#### [WHAT IS NEEDED]
How many lines in the listing below contain the string "turquoise"? Case counts, so match capital and lowercase letters as given. Reply with the number alone.
========================================
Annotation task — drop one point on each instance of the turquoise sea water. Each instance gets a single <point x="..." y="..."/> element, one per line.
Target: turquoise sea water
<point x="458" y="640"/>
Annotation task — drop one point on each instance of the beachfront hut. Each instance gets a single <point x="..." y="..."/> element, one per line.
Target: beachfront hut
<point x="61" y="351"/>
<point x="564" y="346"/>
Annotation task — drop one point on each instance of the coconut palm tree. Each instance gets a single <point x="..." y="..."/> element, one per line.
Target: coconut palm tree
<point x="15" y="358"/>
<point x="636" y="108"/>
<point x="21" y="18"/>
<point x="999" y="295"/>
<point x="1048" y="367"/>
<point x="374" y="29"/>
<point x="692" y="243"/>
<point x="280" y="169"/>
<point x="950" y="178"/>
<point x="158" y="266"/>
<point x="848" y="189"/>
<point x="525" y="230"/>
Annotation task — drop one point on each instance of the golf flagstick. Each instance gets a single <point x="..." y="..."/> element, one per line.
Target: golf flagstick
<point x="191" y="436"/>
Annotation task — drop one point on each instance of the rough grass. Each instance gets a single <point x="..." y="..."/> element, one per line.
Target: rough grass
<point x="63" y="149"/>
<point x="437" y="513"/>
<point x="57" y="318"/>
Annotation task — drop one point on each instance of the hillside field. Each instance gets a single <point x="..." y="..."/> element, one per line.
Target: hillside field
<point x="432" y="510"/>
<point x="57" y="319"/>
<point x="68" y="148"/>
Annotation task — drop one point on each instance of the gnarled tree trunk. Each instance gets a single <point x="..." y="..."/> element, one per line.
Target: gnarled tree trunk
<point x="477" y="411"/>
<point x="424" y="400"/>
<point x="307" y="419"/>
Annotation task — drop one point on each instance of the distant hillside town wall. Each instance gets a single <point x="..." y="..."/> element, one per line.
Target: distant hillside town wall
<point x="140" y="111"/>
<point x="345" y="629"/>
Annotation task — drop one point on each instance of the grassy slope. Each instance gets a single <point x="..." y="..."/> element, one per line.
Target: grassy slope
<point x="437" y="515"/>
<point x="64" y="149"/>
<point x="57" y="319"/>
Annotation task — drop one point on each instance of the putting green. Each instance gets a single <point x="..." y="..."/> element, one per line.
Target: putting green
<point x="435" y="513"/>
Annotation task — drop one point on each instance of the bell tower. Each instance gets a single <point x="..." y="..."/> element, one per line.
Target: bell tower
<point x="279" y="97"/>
========================================
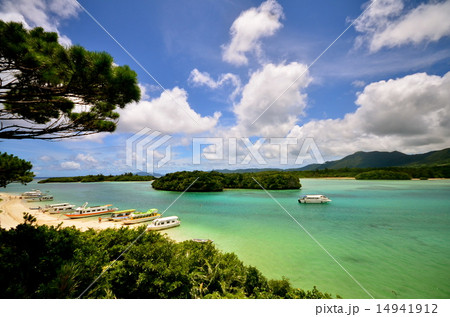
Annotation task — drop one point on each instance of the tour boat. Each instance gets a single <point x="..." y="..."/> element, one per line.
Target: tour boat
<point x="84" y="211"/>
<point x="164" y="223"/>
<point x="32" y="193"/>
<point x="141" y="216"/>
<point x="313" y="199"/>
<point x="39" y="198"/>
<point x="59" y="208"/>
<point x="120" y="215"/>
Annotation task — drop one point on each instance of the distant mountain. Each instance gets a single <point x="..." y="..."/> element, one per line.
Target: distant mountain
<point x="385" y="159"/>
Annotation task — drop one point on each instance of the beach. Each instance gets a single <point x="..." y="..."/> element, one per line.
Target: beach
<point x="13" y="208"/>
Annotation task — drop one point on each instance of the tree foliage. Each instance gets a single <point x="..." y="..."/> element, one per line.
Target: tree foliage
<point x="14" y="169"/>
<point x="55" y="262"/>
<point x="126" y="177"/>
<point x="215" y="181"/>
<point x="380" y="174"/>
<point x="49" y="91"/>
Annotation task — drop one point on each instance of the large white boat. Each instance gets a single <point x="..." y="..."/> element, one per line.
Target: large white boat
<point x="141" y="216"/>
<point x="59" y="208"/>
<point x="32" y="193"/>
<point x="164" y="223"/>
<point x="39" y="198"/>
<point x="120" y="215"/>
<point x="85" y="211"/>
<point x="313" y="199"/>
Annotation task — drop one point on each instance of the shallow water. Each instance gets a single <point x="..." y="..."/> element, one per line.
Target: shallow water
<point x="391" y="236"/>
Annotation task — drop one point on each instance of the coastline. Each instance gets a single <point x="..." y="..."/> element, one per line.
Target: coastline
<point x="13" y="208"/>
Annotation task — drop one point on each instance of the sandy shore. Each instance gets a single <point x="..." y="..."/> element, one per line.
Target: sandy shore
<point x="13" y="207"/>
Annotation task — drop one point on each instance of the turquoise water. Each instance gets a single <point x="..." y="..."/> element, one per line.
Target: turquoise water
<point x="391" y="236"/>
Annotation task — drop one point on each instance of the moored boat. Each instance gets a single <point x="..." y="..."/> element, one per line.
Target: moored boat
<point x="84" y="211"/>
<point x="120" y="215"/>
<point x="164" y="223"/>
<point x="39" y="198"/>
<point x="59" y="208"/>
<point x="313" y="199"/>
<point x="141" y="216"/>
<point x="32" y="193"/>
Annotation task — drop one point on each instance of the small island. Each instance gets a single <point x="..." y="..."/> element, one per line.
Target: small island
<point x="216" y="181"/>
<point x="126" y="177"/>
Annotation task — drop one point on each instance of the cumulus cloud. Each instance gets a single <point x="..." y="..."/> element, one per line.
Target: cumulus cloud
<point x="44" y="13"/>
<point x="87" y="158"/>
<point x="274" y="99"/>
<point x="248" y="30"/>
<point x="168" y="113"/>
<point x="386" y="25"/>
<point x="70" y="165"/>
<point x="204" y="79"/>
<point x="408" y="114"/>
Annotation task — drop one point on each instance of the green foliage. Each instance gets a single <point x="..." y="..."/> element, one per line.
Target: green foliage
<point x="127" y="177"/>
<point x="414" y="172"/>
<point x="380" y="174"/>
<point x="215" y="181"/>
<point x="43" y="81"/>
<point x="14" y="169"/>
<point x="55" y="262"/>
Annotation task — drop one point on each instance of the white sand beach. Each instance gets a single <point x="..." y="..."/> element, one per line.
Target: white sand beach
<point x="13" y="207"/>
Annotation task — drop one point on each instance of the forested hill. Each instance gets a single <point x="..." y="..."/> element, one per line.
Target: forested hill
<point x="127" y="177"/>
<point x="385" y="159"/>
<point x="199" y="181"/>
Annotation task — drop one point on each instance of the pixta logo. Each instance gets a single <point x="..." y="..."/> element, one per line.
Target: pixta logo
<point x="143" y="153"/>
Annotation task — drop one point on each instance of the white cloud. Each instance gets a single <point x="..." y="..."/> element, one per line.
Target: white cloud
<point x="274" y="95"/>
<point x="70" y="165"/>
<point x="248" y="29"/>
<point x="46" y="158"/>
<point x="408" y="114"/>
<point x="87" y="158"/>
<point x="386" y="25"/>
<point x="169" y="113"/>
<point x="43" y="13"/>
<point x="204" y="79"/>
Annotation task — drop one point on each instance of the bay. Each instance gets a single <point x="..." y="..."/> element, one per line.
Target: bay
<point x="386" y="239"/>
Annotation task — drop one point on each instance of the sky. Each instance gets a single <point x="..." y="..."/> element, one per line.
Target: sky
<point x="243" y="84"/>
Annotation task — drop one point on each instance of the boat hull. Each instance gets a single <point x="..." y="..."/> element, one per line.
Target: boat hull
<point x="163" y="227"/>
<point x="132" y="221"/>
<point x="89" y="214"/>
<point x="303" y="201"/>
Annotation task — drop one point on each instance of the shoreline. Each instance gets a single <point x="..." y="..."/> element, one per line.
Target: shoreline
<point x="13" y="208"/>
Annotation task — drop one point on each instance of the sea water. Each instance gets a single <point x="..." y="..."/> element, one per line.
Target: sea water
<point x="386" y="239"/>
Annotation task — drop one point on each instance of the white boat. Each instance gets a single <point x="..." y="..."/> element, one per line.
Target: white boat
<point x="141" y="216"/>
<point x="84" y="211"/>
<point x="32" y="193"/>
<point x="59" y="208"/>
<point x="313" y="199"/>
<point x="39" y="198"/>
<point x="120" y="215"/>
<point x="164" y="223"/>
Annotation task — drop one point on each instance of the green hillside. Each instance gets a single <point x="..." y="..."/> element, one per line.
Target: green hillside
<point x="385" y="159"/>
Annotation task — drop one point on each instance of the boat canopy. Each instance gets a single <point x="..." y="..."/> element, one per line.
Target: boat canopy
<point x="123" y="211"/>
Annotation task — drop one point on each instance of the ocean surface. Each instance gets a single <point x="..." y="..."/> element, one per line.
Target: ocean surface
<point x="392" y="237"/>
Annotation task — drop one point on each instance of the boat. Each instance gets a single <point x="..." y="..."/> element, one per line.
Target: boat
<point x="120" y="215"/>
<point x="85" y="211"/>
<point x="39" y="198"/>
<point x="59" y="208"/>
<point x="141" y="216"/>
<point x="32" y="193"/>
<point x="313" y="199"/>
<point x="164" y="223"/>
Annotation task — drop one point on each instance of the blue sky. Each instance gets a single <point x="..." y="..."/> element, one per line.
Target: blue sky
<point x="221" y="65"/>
========================================
#### [EXPECTED ANSWER]
4